Instructions for the task: Only the lines below between the ones containing "Please point out the turquoise" and "Please point out the large", inclusive, are to be reproduced, each exactly as it stands.

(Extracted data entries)
--- START ---
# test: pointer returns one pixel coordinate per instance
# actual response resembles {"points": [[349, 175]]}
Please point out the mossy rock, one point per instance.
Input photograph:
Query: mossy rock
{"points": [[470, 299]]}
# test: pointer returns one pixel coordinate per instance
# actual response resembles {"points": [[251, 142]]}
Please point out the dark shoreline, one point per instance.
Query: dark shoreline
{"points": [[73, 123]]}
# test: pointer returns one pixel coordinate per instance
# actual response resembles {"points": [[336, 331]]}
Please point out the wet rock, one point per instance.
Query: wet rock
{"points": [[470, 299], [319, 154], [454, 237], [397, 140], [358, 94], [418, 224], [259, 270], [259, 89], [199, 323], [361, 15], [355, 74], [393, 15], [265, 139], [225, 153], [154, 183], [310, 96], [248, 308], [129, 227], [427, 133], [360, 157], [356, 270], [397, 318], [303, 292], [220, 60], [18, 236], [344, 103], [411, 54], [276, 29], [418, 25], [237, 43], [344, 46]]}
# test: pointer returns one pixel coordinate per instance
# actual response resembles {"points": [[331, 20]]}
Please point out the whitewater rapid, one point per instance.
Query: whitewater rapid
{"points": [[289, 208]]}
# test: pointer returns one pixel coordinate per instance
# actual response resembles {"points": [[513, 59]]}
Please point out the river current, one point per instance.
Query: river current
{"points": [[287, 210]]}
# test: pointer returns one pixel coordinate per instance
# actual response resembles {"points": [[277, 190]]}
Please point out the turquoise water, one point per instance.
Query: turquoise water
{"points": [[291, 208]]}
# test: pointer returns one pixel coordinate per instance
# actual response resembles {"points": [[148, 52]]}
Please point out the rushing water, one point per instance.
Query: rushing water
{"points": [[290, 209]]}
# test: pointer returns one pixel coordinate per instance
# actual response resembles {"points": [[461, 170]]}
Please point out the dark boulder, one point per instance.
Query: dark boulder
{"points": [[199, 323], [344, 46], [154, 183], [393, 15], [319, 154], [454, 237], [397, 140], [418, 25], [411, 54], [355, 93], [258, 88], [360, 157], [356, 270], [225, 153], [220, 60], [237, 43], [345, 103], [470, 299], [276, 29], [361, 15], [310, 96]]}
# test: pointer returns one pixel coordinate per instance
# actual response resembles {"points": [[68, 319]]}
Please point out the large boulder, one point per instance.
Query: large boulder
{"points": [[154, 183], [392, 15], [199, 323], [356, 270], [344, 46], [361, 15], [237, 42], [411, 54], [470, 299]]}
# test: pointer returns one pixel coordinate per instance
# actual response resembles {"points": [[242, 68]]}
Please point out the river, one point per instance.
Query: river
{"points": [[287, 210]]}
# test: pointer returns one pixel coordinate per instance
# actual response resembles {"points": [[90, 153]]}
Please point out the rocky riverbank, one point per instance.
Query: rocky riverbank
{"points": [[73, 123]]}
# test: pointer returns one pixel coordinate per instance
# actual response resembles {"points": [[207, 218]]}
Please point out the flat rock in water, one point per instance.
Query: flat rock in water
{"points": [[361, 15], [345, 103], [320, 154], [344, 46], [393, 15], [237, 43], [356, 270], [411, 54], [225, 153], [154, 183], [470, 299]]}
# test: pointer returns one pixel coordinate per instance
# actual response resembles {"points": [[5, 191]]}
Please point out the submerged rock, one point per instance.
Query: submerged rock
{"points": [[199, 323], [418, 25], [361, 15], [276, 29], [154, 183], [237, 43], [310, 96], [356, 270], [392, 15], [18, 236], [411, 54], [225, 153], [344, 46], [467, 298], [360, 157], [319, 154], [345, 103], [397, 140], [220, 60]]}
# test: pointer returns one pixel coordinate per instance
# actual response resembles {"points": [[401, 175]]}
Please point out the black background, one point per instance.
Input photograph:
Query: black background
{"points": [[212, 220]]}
--- END ---
--- START ---
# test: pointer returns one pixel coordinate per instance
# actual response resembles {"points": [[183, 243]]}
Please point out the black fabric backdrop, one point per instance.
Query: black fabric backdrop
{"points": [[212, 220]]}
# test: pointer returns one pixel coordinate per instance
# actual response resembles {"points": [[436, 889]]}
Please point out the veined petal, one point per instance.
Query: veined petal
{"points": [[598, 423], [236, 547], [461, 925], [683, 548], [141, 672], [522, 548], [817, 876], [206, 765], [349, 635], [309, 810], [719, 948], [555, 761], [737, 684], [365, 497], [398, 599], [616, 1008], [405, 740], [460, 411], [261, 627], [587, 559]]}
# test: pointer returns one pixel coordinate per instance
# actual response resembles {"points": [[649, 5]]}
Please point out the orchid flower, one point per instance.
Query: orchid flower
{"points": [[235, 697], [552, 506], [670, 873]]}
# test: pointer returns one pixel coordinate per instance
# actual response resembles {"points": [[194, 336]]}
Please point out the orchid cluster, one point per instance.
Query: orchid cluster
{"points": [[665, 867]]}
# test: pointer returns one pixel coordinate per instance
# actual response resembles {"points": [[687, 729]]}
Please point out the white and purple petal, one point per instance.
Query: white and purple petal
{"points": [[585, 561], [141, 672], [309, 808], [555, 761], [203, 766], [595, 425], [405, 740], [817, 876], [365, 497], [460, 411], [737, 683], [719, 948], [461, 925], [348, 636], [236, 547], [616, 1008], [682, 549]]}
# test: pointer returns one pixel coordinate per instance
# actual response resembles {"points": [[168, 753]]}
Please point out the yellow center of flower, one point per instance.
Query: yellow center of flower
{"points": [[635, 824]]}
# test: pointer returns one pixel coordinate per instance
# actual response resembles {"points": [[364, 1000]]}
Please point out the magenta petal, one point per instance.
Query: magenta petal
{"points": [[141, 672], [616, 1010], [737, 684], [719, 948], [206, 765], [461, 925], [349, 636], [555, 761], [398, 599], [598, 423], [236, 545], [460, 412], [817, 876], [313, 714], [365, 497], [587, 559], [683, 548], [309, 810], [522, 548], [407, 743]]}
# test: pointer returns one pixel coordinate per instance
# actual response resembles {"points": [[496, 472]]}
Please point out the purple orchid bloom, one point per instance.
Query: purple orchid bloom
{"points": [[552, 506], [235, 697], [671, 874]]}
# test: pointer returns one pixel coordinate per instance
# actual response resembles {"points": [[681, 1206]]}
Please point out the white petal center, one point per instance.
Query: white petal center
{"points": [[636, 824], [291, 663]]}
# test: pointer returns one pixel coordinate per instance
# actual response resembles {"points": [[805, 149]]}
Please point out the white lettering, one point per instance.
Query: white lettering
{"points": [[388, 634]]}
--- END ---
--- START ---
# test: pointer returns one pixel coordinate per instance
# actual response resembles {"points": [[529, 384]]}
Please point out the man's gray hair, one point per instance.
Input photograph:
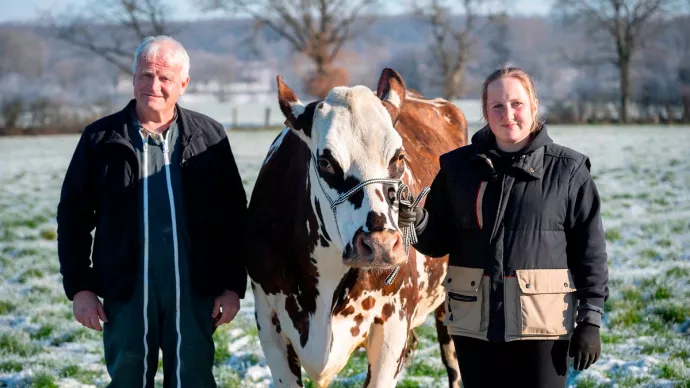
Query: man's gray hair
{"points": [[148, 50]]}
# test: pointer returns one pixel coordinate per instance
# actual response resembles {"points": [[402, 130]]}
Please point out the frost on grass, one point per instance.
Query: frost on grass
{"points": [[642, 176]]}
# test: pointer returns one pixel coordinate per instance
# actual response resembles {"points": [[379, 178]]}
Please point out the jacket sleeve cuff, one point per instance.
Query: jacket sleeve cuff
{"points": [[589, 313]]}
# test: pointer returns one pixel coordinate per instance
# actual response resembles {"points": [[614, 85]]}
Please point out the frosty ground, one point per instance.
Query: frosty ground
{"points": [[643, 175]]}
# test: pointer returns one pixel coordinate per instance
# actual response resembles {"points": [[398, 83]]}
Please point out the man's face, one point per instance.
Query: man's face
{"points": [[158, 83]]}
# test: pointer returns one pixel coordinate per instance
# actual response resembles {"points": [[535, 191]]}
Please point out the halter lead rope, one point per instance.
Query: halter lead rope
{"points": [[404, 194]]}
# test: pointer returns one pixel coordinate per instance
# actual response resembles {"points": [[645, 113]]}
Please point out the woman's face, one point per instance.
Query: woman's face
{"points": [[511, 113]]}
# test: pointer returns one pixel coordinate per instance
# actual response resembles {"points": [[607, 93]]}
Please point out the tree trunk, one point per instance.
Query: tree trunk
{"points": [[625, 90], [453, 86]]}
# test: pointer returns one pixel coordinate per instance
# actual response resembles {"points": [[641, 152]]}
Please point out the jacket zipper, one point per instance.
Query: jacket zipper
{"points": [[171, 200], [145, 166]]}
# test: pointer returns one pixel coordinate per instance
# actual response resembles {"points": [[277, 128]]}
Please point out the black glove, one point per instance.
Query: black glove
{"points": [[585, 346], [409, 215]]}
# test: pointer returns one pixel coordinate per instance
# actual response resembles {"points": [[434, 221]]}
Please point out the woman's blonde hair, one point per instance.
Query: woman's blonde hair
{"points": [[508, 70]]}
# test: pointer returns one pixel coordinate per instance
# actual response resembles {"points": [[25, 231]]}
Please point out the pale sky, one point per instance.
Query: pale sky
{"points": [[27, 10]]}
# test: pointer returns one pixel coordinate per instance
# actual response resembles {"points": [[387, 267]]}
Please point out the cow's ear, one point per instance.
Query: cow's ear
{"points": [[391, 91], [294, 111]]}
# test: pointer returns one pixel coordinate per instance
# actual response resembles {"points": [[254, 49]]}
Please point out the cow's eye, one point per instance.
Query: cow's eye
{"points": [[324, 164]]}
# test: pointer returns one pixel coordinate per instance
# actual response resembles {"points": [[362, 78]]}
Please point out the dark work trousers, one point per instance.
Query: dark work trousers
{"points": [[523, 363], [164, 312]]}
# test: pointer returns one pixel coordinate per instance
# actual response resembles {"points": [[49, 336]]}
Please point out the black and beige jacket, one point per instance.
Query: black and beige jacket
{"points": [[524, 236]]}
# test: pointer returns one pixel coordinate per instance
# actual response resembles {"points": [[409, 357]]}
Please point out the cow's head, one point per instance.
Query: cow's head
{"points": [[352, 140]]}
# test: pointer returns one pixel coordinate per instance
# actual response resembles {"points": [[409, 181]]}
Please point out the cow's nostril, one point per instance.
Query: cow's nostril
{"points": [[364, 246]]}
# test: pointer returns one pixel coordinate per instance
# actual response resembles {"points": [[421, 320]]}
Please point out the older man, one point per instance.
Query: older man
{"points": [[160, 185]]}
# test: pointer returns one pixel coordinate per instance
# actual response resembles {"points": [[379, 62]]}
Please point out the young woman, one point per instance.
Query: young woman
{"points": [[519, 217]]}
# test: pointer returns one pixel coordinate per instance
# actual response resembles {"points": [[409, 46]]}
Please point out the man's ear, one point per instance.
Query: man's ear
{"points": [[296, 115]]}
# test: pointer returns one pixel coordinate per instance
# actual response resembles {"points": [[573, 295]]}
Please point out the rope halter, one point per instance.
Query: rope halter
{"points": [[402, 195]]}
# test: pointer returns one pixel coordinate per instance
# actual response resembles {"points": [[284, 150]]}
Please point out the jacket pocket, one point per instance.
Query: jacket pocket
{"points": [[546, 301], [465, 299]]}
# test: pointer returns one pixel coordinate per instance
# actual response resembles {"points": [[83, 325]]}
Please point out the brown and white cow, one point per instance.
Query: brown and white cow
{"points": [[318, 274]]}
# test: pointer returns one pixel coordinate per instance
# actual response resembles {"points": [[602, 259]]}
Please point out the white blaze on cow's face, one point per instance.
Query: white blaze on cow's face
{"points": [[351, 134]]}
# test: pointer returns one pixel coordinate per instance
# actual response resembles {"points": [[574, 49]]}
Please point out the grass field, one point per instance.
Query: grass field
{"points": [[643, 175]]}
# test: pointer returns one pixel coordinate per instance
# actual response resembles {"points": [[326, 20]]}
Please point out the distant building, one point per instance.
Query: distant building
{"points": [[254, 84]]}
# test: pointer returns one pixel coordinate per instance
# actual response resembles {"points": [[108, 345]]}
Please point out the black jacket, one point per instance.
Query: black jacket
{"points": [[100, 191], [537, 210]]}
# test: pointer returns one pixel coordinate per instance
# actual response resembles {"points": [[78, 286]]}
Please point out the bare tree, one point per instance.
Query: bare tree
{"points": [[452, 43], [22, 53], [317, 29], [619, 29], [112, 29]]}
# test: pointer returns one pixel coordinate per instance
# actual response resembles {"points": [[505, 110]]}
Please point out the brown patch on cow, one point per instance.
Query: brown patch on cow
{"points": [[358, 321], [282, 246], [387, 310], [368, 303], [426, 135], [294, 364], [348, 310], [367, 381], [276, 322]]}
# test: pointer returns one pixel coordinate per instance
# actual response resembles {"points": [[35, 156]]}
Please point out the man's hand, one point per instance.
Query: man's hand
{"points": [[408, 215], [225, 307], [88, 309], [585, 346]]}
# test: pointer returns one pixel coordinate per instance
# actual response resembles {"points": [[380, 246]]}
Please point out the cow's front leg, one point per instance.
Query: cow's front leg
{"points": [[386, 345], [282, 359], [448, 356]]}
--- END ---
Solved problem:
Please point out the turquoise water, one point per instance.
Query: turquoise water
{"points": [[291, 208]]}
# test: pointer returns one pixel coordinate per instance
# actual response resembles {"points": [[148, 52]]}
Please point out the rushing water, one point per instance.
Query: rushing water
{"points": [[290, 209]]}
# test: pointer returns one pixel coordinate per instance
# actual response resembles {"points": [[461, 170]]}
Please point out the dark boulder, one point per instance.
Query: dark boulder
{"points": [[199, 323], [344, 46], [154, 183], [393, 15], [319, 154], [454, 237], [397, 140], [418, 25], [411, 54], [355, 93], [258, 88], [360, 157], [356, 270], [225, 153], [220, 60], [237, 43], [345, 103], [470, 299], [276, 29], [361, 15], [310, 96]]}
# test: pointer returns one pixel coordinate per instance
# actual response resembles {"points": [[68, 319]]}
Please point out the large boulder, one point per instance.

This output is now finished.